PROBLEM TO SOLVE:
Pictures are not part of the copy. Reproduce all the records exactly.

EXTRACTED DATA:
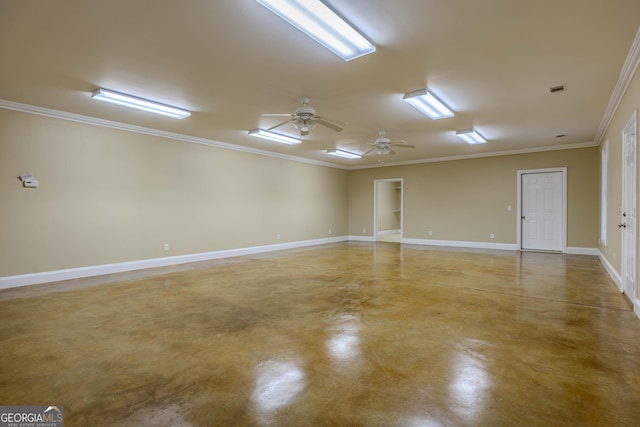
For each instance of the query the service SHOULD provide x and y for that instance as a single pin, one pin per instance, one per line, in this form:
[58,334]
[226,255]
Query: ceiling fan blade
[336,125]
[280,124]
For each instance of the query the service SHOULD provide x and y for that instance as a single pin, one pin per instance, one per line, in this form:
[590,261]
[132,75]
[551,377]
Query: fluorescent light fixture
[139,103]
[322,24]
[345,154]
[273,136]
[471,136]
[425,102]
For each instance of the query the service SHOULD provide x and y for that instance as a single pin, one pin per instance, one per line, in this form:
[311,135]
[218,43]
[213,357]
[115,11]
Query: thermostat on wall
[28,180]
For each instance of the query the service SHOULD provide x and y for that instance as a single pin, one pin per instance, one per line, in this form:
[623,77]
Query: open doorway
[387,213]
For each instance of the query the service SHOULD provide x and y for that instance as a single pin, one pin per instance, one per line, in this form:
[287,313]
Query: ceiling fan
[304,119]
[384,145]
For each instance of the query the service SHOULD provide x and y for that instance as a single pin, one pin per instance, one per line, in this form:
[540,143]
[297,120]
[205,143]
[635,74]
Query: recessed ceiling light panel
[318,21]
[139,103]
[344,154]
[425,102]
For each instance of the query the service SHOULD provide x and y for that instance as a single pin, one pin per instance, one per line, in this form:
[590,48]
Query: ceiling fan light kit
[274,136]
[471,136]
[131,101]
[344,154]
[321,23]
[425,102]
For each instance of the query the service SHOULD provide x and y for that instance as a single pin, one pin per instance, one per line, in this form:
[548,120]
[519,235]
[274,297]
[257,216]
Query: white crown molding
[615,276]
[42,111]
[462,244]
[480,155]
[624,79]
[99,270]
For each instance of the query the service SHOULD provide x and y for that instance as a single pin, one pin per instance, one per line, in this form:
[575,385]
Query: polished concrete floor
[375,334]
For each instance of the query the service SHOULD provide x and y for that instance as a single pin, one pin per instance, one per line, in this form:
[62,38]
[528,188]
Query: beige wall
[466,200]
[109,196]
[629,105]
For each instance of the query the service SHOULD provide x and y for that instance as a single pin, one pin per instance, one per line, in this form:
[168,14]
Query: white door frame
[375,205]
[630,129]
[564,203]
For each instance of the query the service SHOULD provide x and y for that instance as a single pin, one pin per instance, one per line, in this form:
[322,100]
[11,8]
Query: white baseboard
[462,244]
[582,251]
[615,276]
[97,270]
[387,232]
[361,239]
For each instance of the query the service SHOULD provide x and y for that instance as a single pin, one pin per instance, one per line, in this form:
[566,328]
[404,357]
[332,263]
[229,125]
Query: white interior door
[628,220]
[542,211]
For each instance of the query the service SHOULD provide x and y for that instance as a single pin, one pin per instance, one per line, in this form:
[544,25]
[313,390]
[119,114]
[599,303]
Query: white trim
[48,112]
[624,79]
[615,276]
[582,251]
[375,204]
[97,270]
[564,203]
[361,239]
[630,128]
[461,244]
[478,155]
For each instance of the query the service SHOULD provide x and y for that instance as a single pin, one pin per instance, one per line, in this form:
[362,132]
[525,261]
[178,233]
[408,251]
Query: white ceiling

TASK RESPONSE:
For each instance of the query the service SHOULD provide x and y for that instance as a single pin, one pin per instance, one per line, in this form:
[58,334]
[226,255]
Query: ceiling fan blade
[336,125]
[280,124]
For each instance of the query the service SHOULD provide x and y for that instance as a single pin, one pin per instance, one per line, in this form:
[590,261]
[132,75]
[551,377]
Query: fluorescent light fixture
[139,103]
[322,24]
[345,154]
[273,136]
[471,136]
[425,102]
For each instance of the query the service SHOULD provide x and y for that instance as a single pin, one pin per instance, one per line, in this form:
[311,135]
[218,43]
[213,357]
[115,11]
Query: thermostat on wall
[28,180]
For each instance of the query the service SHOULD provide x and y for that instance as a single pin, one pin per instance, one per line, in this form:
[623,77]
Query: open doorway
[387,213]
For each instance of the query the service SHOULD provide x and y for that instance as a single pin, one pin per instance, one per line, in this form:
[287,313]
Query: ceiling fan
[304,119]
[384,145]
For each instance of the query the service SHOULD provide x and y for that instance as a single pin, one pin per instance, one per line, in this form:
[540,143]
[297,120]
[205,143]
[635,74]
Query: recessed ceiling light panel
[318,21]
[139,103]
[344,154]
[425,102]
For each instance of the query the service SHOULD provide x and y for that instance as a single pin, one pin per instance, one per line, in this form:
[590,48]
Query: ceiling fan light kit
[274,136]
[471,136]
[131,101]
[344,154]
[321,23]
[425,102]
For each instance of the query the service SHOULD provide x and y for that instance as a single pin, one pin per instance, one per line, in this form:
[548,120]
[519,235]
[274,297]
[257,216]
Query: white crown molding
[615,276]
[42,111]
[462,244]
[480,155]
[624,79]
[99,270]
For each instance of the query the service SHOULD provide x and y for that instance as a single pin, one pin per instance, one per line, in this form:
[575,385]
Query: polished concrete floor
[375,334]
For each instance of the query the service SHOULD provide x and y for that instance as a single pin, one pin per instance, one per line, in this form:
[62,38]
[528,188]
Query: beige wall
[466,200]
[109,196]
[629,105]
For each instance of the query the service SHOULD provide x and y for that instance as a single pin, one pin per instance, one per line, in this form:
[168,14]
Query: white door frame
[375,205]
[630,129]
[564,203]
For each instance of the query the service SHOULD provide x and y for that instance as a single pin, one pin per instance, one per line, in this form:
[322,100]
[11,8]
Query: white baseboard
[462,244]
[582,251]
[615,276]
[97,270]
[387,232]
[361,239]
For each instance of the query the service SHOULD provide x and y for that instance as a single pin, one pin per instance, one per line, in this form:
[566,328]
[404,357]
[332,263]
[229,125]
Query: white interior door
[628,220]
[542,211]
For each instance of the query the service SHOULD provide x and y for that instance as a single pin, one pin per instance, one per line, in this form:
[544,25]
[313,390]
[119,114]
[599,303]
Query: white trim
[48,112]
[624,79]
[615,276]
[582,251]
[375,204]
[97,270]
[564,203]
[361,239]
[630,128]
[461,244]
[478,155]
For each instance of the query the service SHOULD provide x and y for that instance as a single pin, one pin per instance, one per line, in this form:
[362,132]
[525,261]
[178,233]
[408,251]
Query: white ceiling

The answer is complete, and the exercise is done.